Source extract:
= = = =
Patterns in business model partnerships

In the research literature and case materials about partnerships and alliances, almost every author attempts to make a classification of partnerships based on the way they are organised. The table below is an example.

Types of Strategic Alliances

Although such overviews are useful for analysing how a process of partnership formation can arrive at certain outcomes, they are less useful when you’re faced with the practical challenge of determining what a partnership should do in the first place. This is a design challenge, where new options and directions need to be created.

The business model canvas is the only tool I have found that directly enables you to design multiple business model innovation options through using partnerships. Some trigger questions that would help to innovate through a partnership would be:

  • How can we increase the size of our market with minimal investment?
  • How can we enter new or adjacent markets with our product/service, without having to create one ourselves?
  • How can we put our resources to use more efficiently, without growing our company further?
  • What can we do to improve our existing competitive position?
= = = =
Data for this exercise:
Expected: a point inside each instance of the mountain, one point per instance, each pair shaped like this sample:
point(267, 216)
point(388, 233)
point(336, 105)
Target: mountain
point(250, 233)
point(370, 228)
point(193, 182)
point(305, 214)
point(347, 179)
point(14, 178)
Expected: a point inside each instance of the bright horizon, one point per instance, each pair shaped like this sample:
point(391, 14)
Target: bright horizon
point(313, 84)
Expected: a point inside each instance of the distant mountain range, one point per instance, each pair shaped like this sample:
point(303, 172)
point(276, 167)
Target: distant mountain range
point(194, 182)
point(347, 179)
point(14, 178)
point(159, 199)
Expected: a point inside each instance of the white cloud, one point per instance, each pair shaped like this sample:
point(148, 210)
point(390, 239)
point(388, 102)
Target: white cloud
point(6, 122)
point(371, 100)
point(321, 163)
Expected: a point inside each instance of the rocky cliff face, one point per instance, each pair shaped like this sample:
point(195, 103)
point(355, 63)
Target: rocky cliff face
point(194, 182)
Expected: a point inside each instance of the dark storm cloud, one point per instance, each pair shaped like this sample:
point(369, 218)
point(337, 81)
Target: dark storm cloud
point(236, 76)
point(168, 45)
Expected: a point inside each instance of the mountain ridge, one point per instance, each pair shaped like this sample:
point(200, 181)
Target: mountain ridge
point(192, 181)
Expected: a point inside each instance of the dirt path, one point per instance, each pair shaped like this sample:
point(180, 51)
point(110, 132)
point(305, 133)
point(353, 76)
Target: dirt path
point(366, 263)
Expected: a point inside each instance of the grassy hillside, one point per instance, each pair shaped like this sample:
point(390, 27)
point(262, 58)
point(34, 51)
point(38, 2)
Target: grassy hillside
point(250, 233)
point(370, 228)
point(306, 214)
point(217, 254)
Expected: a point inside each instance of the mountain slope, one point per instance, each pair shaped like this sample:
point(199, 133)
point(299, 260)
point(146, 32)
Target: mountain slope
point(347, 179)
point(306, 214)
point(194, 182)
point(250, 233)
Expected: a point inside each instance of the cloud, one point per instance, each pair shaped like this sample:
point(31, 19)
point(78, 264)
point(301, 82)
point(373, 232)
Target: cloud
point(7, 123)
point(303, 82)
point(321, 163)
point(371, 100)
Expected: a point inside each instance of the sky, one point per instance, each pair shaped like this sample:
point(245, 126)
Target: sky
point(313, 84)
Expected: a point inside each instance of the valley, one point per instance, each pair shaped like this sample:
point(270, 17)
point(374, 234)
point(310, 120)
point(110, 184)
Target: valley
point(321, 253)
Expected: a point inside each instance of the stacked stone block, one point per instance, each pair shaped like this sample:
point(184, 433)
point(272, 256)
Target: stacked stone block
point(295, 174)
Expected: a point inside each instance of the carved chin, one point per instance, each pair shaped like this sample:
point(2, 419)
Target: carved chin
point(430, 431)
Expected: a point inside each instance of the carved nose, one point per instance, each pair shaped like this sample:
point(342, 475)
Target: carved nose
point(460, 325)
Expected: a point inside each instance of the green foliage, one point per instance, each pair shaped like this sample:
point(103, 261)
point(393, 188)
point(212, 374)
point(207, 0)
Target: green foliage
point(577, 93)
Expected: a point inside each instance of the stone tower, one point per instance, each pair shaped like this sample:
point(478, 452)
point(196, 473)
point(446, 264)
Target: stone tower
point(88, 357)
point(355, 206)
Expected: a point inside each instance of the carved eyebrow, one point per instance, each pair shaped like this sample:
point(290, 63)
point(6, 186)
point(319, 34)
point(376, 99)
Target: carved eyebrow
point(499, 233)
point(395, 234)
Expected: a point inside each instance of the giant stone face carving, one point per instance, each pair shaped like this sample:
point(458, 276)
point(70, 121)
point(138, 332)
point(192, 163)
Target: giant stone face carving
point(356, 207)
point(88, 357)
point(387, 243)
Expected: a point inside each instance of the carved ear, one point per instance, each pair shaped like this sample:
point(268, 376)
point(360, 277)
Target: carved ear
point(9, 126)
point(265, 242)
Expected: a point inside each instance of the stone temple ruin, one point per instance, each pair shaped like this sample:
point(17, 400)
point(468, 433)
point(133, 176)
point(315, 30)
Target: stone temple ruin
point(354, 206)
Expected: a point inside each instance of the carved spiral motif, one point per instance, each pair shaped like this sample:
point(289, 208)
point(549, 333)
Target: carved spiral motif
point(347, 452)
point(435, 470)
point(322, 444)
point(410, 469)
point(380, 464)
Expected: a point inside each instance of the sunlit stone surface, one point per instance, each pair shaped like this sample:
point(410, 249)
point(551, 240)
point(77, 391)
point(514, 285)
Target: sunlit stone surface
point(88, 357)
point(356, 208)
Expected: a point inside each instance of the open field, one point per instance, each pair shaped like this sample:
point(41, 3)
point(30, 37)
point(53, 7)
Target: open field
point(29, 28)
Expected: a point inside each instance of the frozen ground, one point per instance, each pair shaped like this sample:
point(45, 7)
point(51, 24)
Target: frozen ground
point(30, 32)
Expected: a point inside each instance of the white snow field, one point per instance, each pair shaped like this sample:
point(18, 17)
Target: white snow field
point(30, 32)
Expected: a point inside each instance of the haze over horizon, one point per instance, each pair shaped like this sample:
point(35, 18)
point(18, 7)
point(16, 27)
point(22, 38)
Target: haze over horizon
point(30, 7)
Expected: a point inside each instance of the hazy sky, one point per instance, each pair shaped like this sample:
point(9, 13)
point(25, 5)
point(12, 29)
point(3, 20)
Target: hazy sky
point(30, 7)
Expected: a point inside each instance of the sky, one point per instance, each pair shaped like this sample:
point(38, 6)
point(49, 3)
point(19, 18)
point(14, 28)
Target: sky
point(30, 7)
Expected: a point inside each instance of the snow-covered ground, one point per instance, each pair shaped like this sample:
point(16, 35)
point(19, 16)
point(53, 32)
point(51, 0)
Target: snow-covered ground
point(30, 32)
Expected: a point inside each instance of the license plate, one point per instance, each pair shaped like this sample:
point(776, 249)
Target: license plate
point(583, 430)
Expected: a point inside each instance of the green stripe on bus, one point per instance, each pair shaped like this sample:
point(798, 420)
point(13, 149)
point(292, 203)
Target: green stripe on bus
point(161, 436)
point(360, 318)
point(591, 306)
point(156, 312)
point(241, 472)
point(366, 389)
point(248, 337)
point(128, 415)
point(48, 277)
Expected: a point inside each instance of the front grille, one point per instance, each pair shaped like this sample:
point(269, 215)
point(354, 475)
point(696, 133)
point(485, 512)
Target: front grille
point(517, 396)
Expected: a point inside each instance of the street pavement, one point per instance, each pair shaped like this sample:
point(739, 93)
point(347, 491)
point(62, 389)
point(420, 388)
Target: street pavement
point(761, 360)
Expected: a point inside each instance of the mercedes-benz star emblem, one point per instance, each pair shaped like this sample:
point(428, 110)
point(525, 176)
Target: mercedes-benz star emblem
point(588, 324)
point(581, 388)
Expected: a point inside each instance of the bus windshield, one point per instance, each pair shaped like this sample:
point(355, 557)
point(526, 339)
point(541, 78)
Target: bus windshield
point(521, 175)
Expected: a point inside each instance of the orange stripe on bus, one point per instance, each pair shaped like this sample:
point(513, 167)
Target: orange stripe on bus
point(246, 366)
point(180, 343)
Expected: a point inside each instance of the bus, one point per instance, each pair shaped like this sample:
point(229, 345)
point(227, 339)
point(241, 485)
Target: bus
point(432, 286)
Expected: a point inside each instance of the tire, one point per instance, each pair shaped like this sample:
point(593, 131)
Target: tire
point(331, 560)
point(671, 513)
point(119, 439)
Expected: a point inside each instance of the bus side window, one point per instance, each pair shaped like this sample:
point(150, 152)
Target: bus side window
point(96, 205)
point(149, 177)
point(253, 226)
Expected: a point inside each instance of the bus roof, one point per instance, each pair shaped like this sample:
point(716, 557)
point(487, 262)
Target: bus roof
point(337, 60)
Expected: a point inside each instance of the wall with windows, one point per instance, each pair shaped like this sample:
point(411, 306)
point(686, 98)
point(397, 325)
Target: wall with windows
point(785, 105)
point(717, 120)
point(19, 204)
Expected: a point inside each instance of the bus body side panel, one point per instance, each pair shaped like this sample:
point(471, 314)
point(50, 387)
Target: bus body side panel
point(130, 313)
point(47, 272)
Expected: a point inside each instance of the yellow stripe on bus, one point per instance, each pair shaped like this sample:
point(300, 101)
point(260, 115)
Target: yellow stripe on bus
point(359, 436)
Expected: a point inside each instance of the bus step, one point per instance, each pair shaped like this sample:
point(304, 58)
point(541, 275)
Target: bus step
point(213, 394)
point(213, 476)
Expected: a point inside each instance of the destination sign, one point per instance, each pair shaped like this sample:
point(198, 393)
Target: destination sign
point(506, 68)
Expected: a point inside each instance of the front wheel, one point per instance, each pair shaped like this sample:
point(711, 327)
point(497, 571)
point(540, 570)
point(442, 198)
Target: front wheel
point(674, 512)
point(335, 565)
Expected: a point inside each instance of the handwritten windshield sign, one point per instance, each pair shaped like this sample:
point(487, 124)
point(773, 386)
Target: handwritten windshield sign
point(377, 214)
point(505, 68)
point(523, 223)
= = = =
What this exercise asks:
(A) Copy out the passage on business model partnerships word for word, from start to finish.
(B) In the entries, from the very first line through the line containing "point(168, 45)", swap "white cloud" for "pale cloud" and write out only those lines, leaving everything else as it is.
The passage on business model partnerships has nothing to do with the entries.

Final results:
(A)
Patterns in business model partnerships

In the research literature and case materials about partnerships and alliances, almost every author attempts to make a classification of partnerships based on the way they are organised. The table below is an example.

Types of Strategic Alliances

Although such overviews are useful for analysing how a process of partnership formation can arrive at certain outcomes, they are less useful when you’re faced with the practical challenge of determining what a partnership should do in the first place. This is a design challenge, where new options and directions need to be created.

The business model canvas is the only tool I have found that directly enables you to design multiple business model innovation options through using partnerships. Some trigger questions that would help to innovate through a partnership would be:

  • How can we increase the size of our market with minimal investment?
  • How can we enter new or adjacent markets with our product/service, without having to create one ourselves?
  • How can we put our resources to use more efficiently, without growing our company further?
  • What can we do to improve our existing competitive position?

(B)
Expected: a point inside each instance of the mountain, one point per instance, each pair shaped like this sample:
point(267, 216)
point(388, 233)
point(336, 105)
Target: mountain
point(250, 233)
point(370, 228)
point(193, 182)
point(305, 214)
point(347, 179)
point(14, 178)
Expected: a point inside each instance of the bright horizon, one point per instance, each pair shaped like this sample:
point(391, 14)
Target: bright horizon
point(313, 84)
Expected: a point inside each instance of the distant mountain range, one point per instance, each pair shaped like this sample:
point(303, 172)
point(276, 167)
Target: distant mountain range
point(194, 182)
point(347, 179)
point(14, 178)
point(159, 199)
Expected: a point inside each instance of the pale cloud, one point per instance, each pair shaped like this sample:
point(148, 210)
point(390, 239)
point(388, 102)
Target: pale cloud
point(6, 122)
point(371, 100)
point(321, 163)
Expected: a point inside each instance of the rocky cliff face, one point per instance, each pair shaped like this sample:
point(195, 103)
point(355, 63)
Target: rocky cliff face
point(194, 182)
Expected: a point inside each instance of the dark storm cloud, one point per instance, each pair shaped like this sample:
point(369, 218)
point(337, 81)
Target: dark storm cloud
point(236, 76)
point(168, 45)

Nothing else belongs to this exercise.